Start of Block
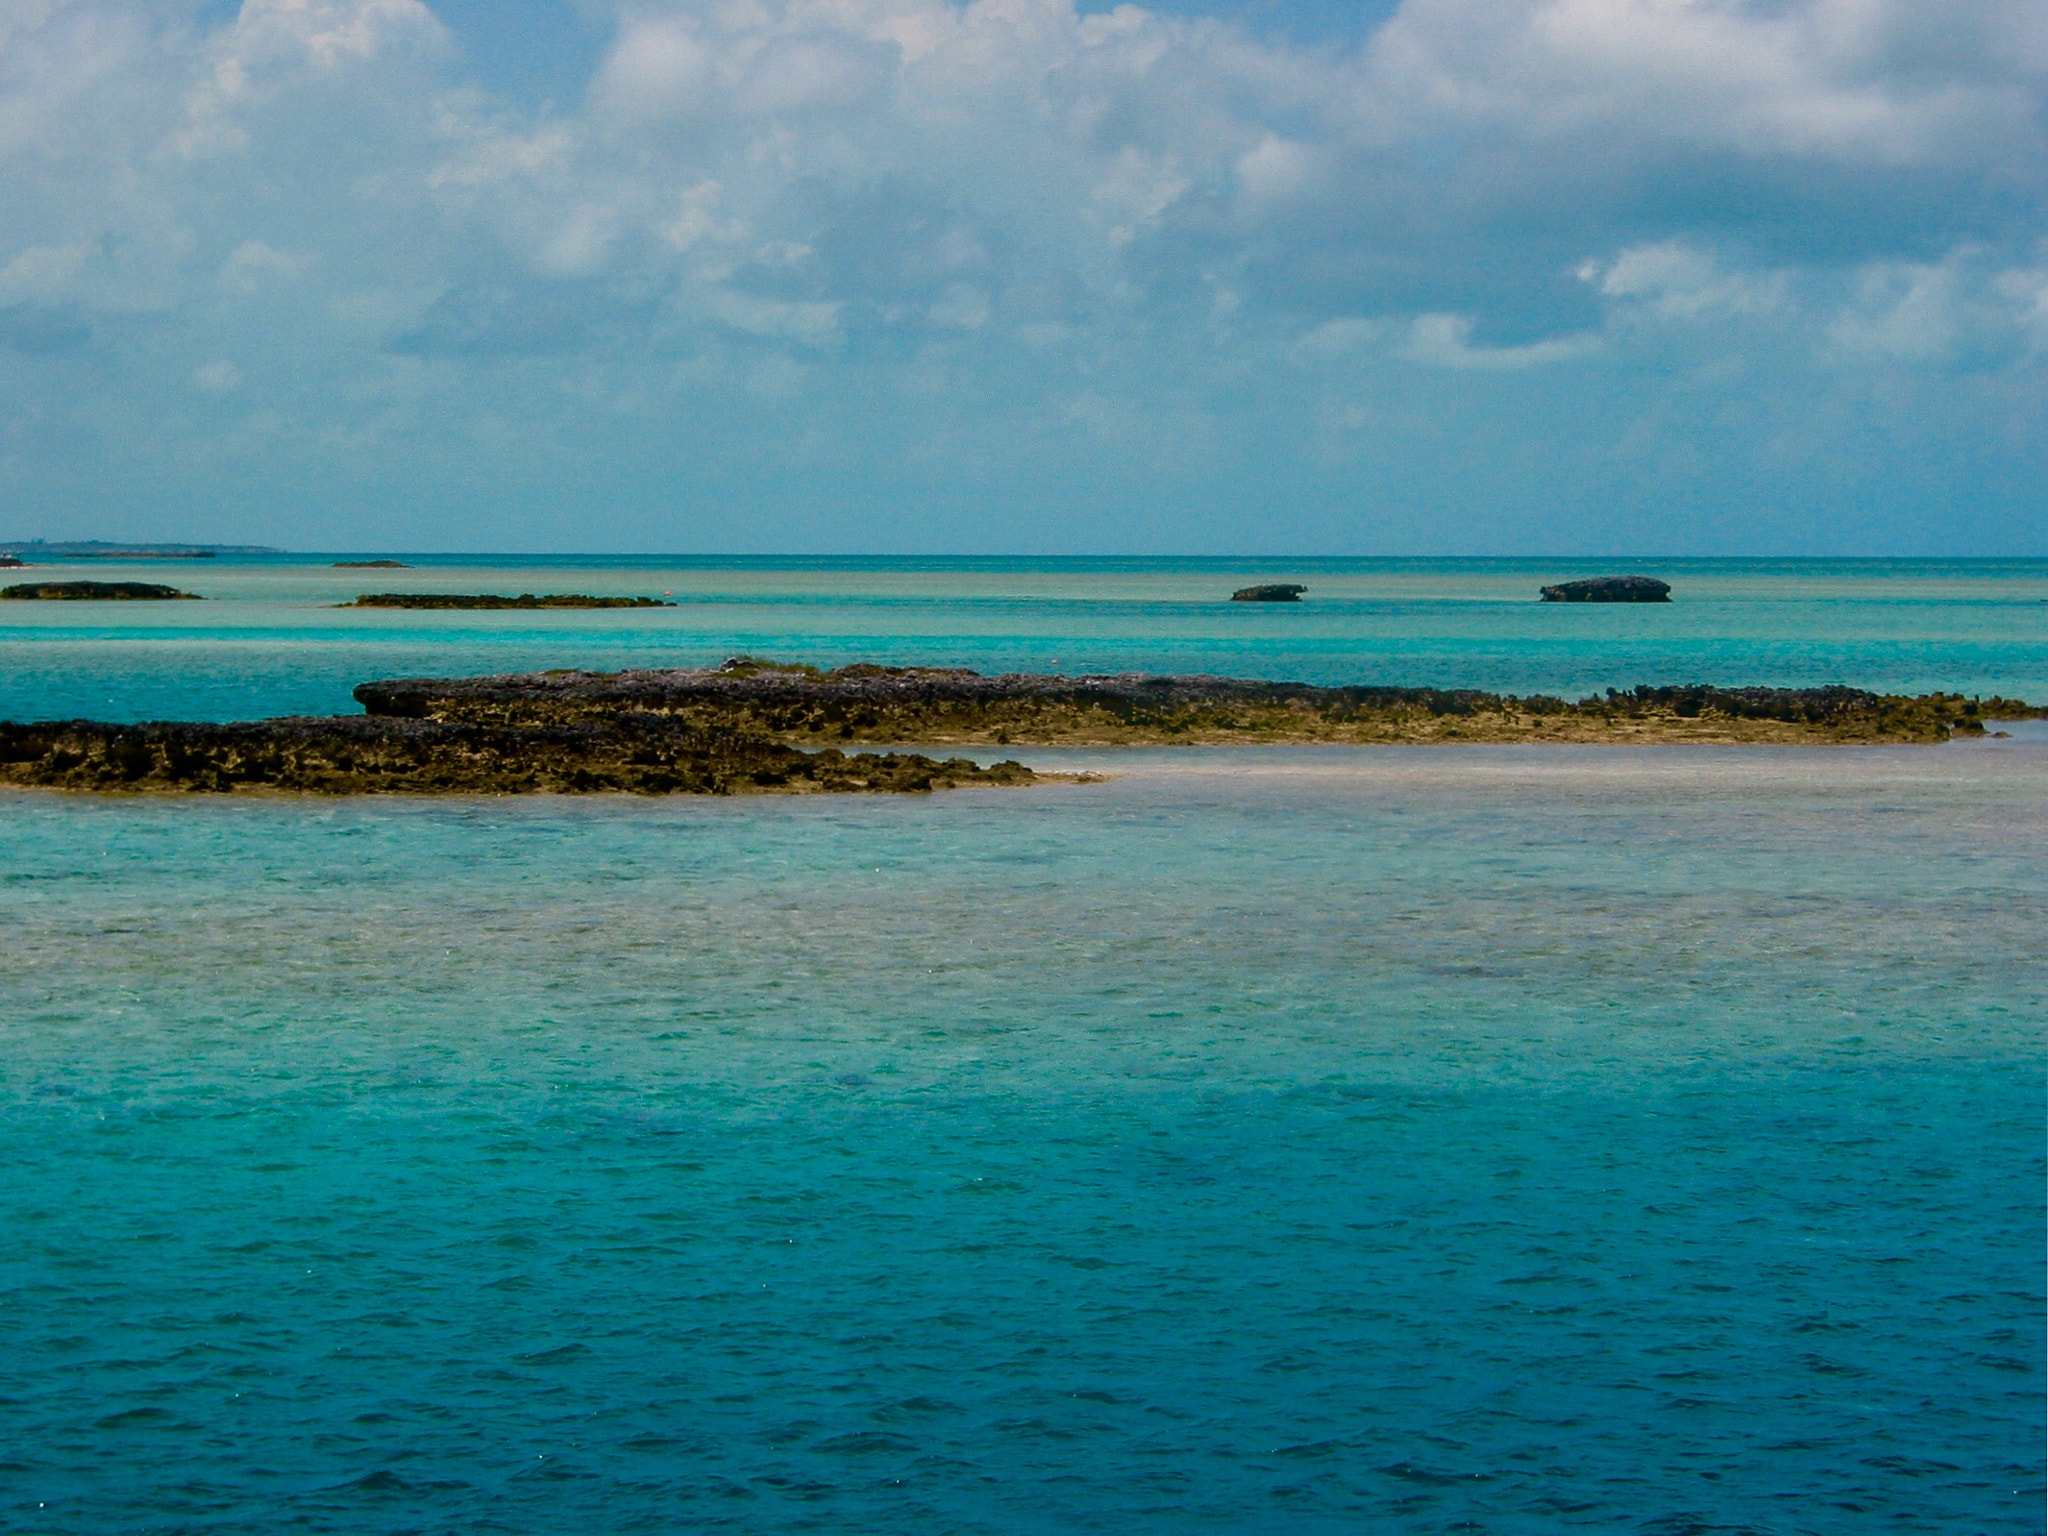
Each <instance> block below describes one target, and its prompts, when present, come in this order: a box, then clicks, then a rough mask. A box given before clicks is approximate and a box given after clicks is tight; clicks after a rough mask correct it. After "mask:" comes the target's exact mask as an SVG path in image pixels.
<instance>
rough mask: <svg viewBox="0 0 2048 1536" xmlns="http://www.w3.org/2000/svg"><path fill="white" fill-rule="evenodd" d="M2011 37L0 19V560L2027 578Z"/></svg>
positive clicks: (1443, 8) (1148, 9) (471, 22)
mask: <svg viewBox="0 0 2048 1536" xmlns="http://www.w3.org/2000/svg"><path fill="white" fill-rule="evenodd" d="M2044 102H2048V6H2042V4H2040V2H2038V0H1944V4H1939V6H1929V4H1923V0H1405V2H1403V4H1397V6H1395V4H1366V6H1329V4H1311V2H1309V0H1225V2H1219V4H1196V0H1176V4H1171V6H1165V4H1161V6H1157V8H1139V6H1114V8H1112V6H1102V4H1087V6H1081V8H1075V6H1073V4H1071V0H977V4H967V6H961V4H952V0H717V2H715V4H711V2H702V0H631V2H629V4H627V2H612V0H440V4H438V6H434V4H424V2H422V0H246V4H240V6H236V4H219V2H215V0H205V2H201V0H8V4H6V6H4V8H0V211H4V217H0V537H37V535H43V537H53V539H55V537H162V539H178V537H182V539H221V541H262V543H283V545H293V547H334V549H338V547H403V549H586V551H606V549H614V551H631V549H641V551H819V553H834V551H877V553H895V551H928V553H1006V551H1016V553H1182V551H1186V553H1772V555H1780V553H1843V555H1886V553H1929V555H1944V553H1952V555H2001V553H2034V555H2042V553H2048V489H2044V487H2048V219H2044V209H2048V141H2044V139H2048V131H2044V121H2048V113H2044Z"/></svg>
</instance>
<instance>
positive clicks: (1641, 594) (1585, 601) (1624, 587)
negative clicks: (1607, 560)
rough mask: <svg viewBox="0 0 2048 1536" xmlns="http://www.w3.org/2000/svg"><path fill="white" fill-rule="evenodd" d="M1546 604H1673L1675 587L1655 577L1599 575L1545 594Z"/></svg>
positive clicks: (1547, 587)
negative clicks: (1655, 602)
mask: <svg viewBox="0 0 2048 1536" xmlns="http://www.w3.org/2000/svg"><path fill="white" fill-rule="evenodd" d="M1542 600H1544V602H1671V584H1669V582H1659V580H1655V578H1651V575H1595V578H1589V580H1585V582H1559V584H1556V586H1546V588H1544V590H1542Z"/></svg>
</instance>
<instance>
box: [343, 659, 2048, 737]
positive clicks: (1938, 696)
mask: <svg viewBox="0 0 2048 1536" xmlns="http://www.w3.org/2000/svg"><path fill="white" fill-rule="evenodd" d="M356 700H358V702H360V705H362V707H365V709H367V711H369V713H371V715H379V717H391V719H430V721H467V723H477V725H582V723H598V721H606V719H616V717H618V715H629V713H631V715H659V717H664V719H672V721H678V723H686V725H690V727H692V729H702V731H715V729H723V731H745V733H756V735H762V737H766V739H772V741H782V743H786V745H819V743H846V741H862V743H887V741H905V743H950V745H961V743H993V745H1004V743H1044V745H1053V743H1151V741H1161V743H1163V741H1444V739H1485V741H1513V739H1550V741H1559V739H1579V741H1614V739H1665V741H1737V739H1741V741H1939V739H1946V737H1948V735H1950V733H1952V731H1956V729H1964V731H1966V729H1970V721H1976V719H1982V717H1995V715H2030V713H2038V711H2032V709H2030V707H2028V705H2017V702H2013V700H1966V698H1962V696H1956V694H1923V696H1917V698H1898V696H1880V694H1870V692H1862V690H1855V688H1710V686H1704V684H1702V686H1688V688H1636V690H1634V692H1608V694H1595V696H1589V698H1581V700H1577V702H1567V700H1563V698H1552V696H1546V694H1532V696H1516V694H1489V692H1479V690H1470V688H1376V686H1354V688H1315V686H1309V684H1298V682H1253V680H1243V678H1204V676H1180V678H1176V676H1151V674H1139V672H1126V674H1098V676H1044V674H1008V676H995V678H989V676H981V674H977V672H967V670H961V668H881V666H850V668H840V670H838V672H819V670H817V668H803V666H776V664H772V662H760V659H756V657H733V659H729V662H727V664H725V666H721V668H715V670H692V668H674V670H649V672H539V674H508V676H496V678H397V680H385V682H365V684H362V686H358V688H356Z"/></svg>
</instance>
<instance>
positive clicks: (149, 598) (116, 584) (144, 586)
mask: <svg viewBox="0 0 2048 1536" xmlns="http://www.w3.org/2000/svg"><path fill="white" fill-rule="evenodd" d="M0 598H6V600H8V602H205V598H201V596H199V594H197V592H180V590H178V588H174V586H158V584H156V582H27V584H23V586H8V588H0Z"/></svg>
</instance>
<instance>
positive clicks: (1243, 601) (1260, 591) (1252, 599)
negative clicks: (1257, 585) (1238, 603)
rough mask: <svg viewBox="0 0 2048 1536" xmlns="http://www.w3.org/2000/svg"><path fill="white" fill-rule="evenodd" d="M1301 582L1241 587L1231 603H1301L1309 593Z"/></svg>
mask: <svg viewBox="0 0 2048 1536" xmlns="http://www.w3.org/2000/svg"><path fill="white" fill-rule="evenodd" d="M1307 590H1309V588H1305V586H1303V584H1300V582H1268V584H1266V586H1241V588H1237V590H1235V592H1233V594H1231V602H1300V594H1303V592H1307Z"/></svg>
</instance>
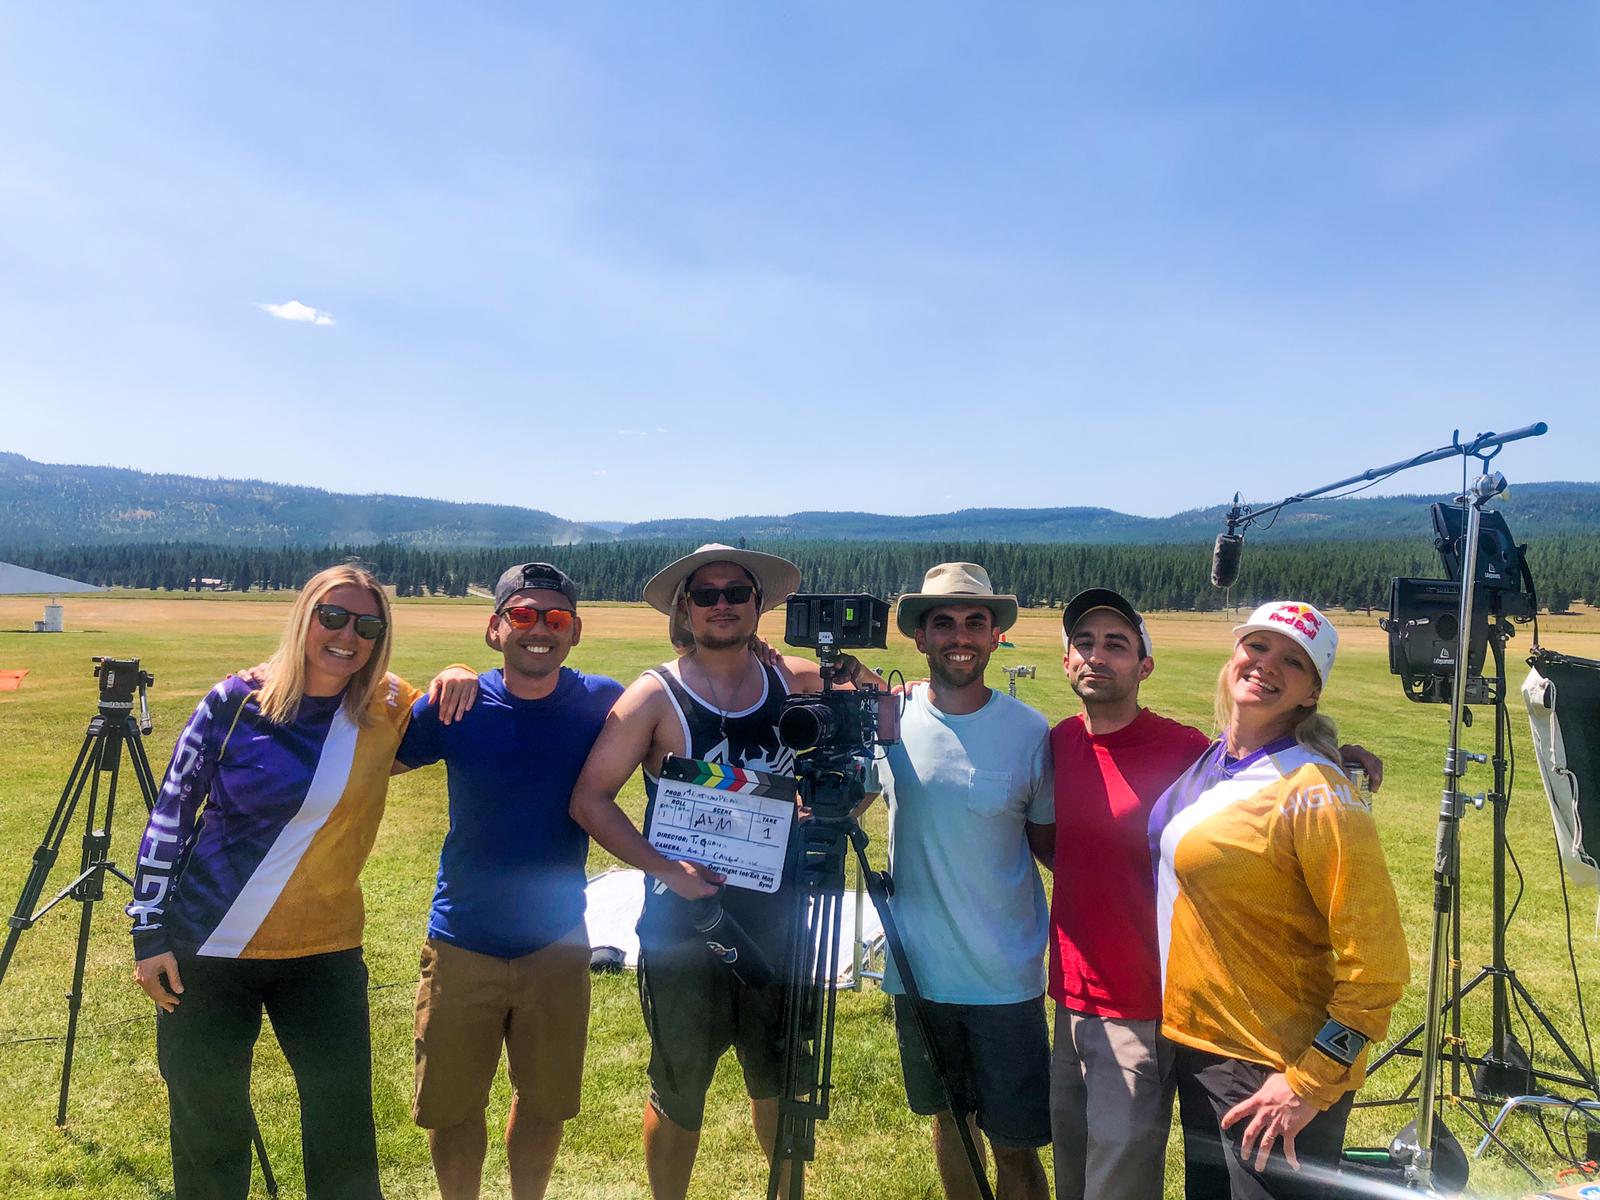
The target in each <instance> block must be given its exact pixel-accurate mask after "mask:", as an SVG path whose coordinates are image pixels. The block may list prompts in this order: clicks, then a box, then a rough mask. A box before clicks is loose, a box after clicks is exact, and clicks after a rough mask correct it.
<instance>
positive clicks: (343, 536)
mask: <svg viewBox="0 0 1600 1200" xmlns="http://www.w3.org/2000/svg"><path fill="white" fill-rule="evenodd" d="M1437 499H1438V496H1379V498H1352V499H1342V501H1307V502H1304V504H1296V506H1291V507H1290V509H1285V510H1283V512H1282V514H1278V518H1277V523H1275V525H1274V526H1272V538H1274V539H1282V541H1307V539H1333V541H1357V539H1376V538H1414V536H1427V534H1429V533H1430V525H1429V517H1427V506H1429V504H1434V502H1435V501H1437ZM1501 504H1502V506H1504V512H1506V517H1507V520H1509V522H1510V523H1512V531H1514V533H1515V534H1517V536H1518V538H1520V539H1526V538H1531V536H1534V534H1538V536H1549V534H1558V533H1600V483H1562V482H1557V483H1520V485H1517V486H1515V488H1512V491H1510V494H1509V496H1507V498H1506V499H1504V501H1501ZM1226 510H1227V507H1226V506H1221V504H1219V506H1214V507H1208V509H1189V510H1186V512H1179V514H1174V515H1171V517H1134V515H1130V514H1123V512H1115V510H1112V509H1101V507H1059V509H962V510H958V512H942V514H928V515H917V517H891V515H882V514H870V512H792V514H786V515H754V517H731V518H726V520H709V518H693V517H690V518H674V520H653V522H640V523H635V525H626V523H621V522H594V523H584V522H574V520H566V518H563V517H557V515H554V514H549V512H541V510H538V509H522V507H515V506H509V504H461V502H453V501H438V499H424V498H416V496H357V494H347V493H333V491H325V490H322V488H307V486H298V485H285V483H267V482H262V480H227V478H198V477H194V475H155V474H147V472H141V470H131V469H126V467H88V466H56V464H46V462H34V461H32V459H27V458H24V456H21V454H11V453H5V451H0V514H3V523H0V546H13V547H48V546H70V544H88V546H94V544H131V542H179V541H182V542H190V541H202V542H213V544H224V546H330V544H376V542H390V544H395V546H416V547H427V546H440V547H445V546H451V547H459V546H526V544H544V546H571V544H579V542H611V541H642V539H650V541H653V539H678V541H682V539H686V541H698V542H706V541H723V542H738V541H739V539H741V538H742V539H747V541H760V542H771V541H917V542H925V541H966V542H971V541H990V542H1069V544H1074V542H1075V544H1163V542H1200V541H1208V539H1211V538H1214V536H1216V533H1218V531H1219V530H1221V525H1222V515H1224V514H1226Z"/></svg>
End of Block
__Exercise objective__
For the string "after", go through the entries above and copy each line where it occurs.

__Exercise output__
Each <instance> block below describes one target, and its prompts, when present, come in this order: a box, then clicks, then a rough mask. A box given before clicks is approximate and a box given after clicks is tight; clicks after a rough mask correct it. After "mask:" comes the target's exact mask as an SVG path in image pixels.
The target in each <instance> block must be given its exact pixel-accurate mask after "mask:", as an SVG path whose coordinates are image pixels. The block may list prompts in this order: clicks, then a box, then a rough mask. A box before clicks is loose, a box after clicks is exact, and clicks after a rough mask correct it.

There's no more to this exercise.